* **SOURCE PASSAGE**

Ottawa Titans – No. 35
- Pitcher
- Born: January 5, 2001 (age 25) Lucélia, São Paulo, Brazil
- Bats: RightThrows: Right

Medals
Men's baseball
Representing Brazil
Pan American Games
| Silver medal – second place | 2023 Santiago | Team |

= Eric Pardinho =

Brazilian baseball player (born 2001)

Eric Eiji Tanuguchi Pardinho (born January 5, 2001) is a Brazilian professional baseball pitcher for the Ottawa Titans of the Frontier League.

== Professional career ==
===Toronto Blue Jays===
Pardinho was ranked by MLB as the fifth-best international prospect available during the 2017 international signing period. On July 2, 2017, Pardinho signed with the Toronto Blue Jays and received a $1.4 million signing bonus. He was assigned to extended spring training for the remainder of the year, as well as the first half of the 2018 season. On June 20, 2018, Pardinho made his professional debut with the rookie–level Bluefield Blue Jays. In 11 starts for Bluefield, he posted a 4-3 record and 2.88 ERA with 64 strikeouts in 50 innings. Pardinho split the 2019 campaign between the rookie-level Gulf Coast League Blue Jays and Single-A Lansing Lugnuts, accumulating a 2-1 record and 2.15 ERA with 35 strikeouts over 37 2/3 innings pitched across 8 games (7 starts).

On February 11, 2020, Pardinho underwent Tommy John surgery and was ruled out for the entirety of the 2020 season. The 2020 minor league season was ultimately cancelled as a result of the COVID-19 pandemic, and he made two rehabilitation appearances for the rookie–level Florida Complex League Blue Jays in 2021. Pardinho split the 2022 season between the High-A Vancouver Canadians, Single-A Dunedin Blue Jays, and FCL Blue Jays, accumulating a 3-0 record and 5.70 ERA with 42 strikeouts across 30 innings pitched. He returned to Vancouver for the 2023 season, registering a 2-2 record and 7.15 ERA with 61 strikeouts across 35 appearances.

Pardinho split the 2024 campaign between the Double–A New Hampshire Fisher Cats and Triple–A Buffalo Bisons. In 45 appearances out of the bullpen for the two affiliates, he compiled a 2–1 record and 3.25 ERA with 66 strikeouts across 55 1/3 innings pitched. Pardinho elected free agency following the season on November 4, 2024.

On December 20, 2024, Pardinho re–signed with the Blue Jays on a minor league contract. In 21 appearances split between the FCL Blue Jays, Dunedin, and Buffalo, he accumulated a 1-2 record and 4.01 ERA with 31 strikeouts across 24 2/3 innings pitched. Pardinho was released by the Blue Jays organization on August 1, 2025.

===Ottawa Titans===
On January 7, 2026, Pardinho signed with the Saraperos de Saltillo of the Mexican League. However, he failed to make the Opening Day roster and was released prior to the start of the season on April 14.

On June 2, 2026, Pardinho signed with the Ottawa Titans of the Frontier League.

==International career==
As a 15-year-old, Pardinho played for Brazil in their attempt to qualify for the 2017 World Baseball Classic. He pitched 2/3 of an inning against Pakistan, and his fastball was clocked as high as 94 mph in 2016.

At the 2023 Pan American Games, Pardinho was on Brazil's silver-medal winning team. In three games, he pitched four innings and allowed zero earned runs.

* **GIVEN RECORDS**
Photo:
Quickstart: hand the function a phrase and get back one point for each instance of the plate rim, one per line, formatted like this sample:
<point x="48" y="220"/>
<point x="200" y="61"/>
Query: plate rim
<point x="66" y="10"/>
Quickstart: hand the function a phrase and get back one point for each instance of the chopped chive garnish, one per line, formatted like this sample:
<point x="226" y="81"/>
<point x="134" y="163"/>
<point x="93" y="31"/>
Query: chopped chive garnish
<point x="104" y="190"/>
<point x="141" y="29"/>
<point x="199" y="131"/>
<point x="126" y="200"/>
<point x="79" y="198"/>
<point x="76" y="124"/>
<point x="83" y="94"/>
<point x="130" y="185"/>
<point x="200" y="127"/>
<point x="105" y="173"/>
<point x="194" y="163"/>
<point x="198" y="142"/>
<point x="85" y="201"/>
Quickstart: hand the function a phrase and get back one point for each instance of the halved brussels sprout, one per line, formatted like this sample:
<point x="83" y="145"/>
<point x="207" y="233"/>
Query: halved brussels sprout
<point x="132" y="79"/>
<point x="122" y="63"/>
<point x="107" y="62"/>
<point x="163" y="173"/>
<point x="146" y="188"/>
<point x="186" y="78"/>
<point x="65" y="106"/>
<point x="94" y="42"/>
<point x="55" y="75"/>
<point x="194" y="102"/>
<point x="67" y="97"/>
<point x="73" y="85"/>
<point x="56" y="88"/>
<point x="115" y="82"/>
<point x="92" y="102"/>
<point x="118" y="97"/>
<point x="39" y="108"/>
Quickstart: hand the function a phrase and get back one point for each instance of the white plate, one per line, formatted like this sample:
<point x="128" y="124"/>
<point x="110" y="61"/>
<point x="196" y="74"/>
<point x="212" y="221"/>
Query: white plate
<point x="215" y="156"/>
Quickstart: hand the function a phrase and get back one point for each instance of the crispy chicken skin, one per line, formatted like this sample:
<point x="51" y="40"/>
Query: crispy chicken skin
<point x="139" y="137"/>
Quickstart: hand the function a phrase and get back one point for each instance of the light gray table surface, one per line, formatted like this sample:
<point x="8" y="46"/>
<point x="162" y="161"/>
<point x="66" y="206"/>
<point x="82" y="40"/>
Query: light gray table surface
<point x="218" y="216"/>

* **TASK ITEM A**
List every minor league affiliate team that the Eric Pardinho article says he pitched for within the Toronto Blue Jays organization.
* **TASK ITEM B**
Reproduce everything in the Eric Pardinho article from "Ottawa Titans –" down to "player (born 2001)".

* **ANSWER BOX A**
- Bluefield Blue Jays
- Gulf Coast League Blue Jays
- Lansing Lugnuts
- Florida Complex League (FCL) Blue Jays
- Vancouver Canadians
- Dunedin Blue Jays
- New Hampshire Fisher Cats
- Buffalo Bisons

* **ANSWER BOX B**
Ottawa Titans – No. 35
- Pitcher
- Born: January 5, 2001 (age 25) Lucélia, São Paulo, Brazil
- Bats: RightThrows: Right

Medals
Men's baseball
Representing Brazil
Pan American Games
| Silver medal – second place | 2023 Santiago | Team |

= Eric Pardinho =

Brazilian baseball player (born 2001)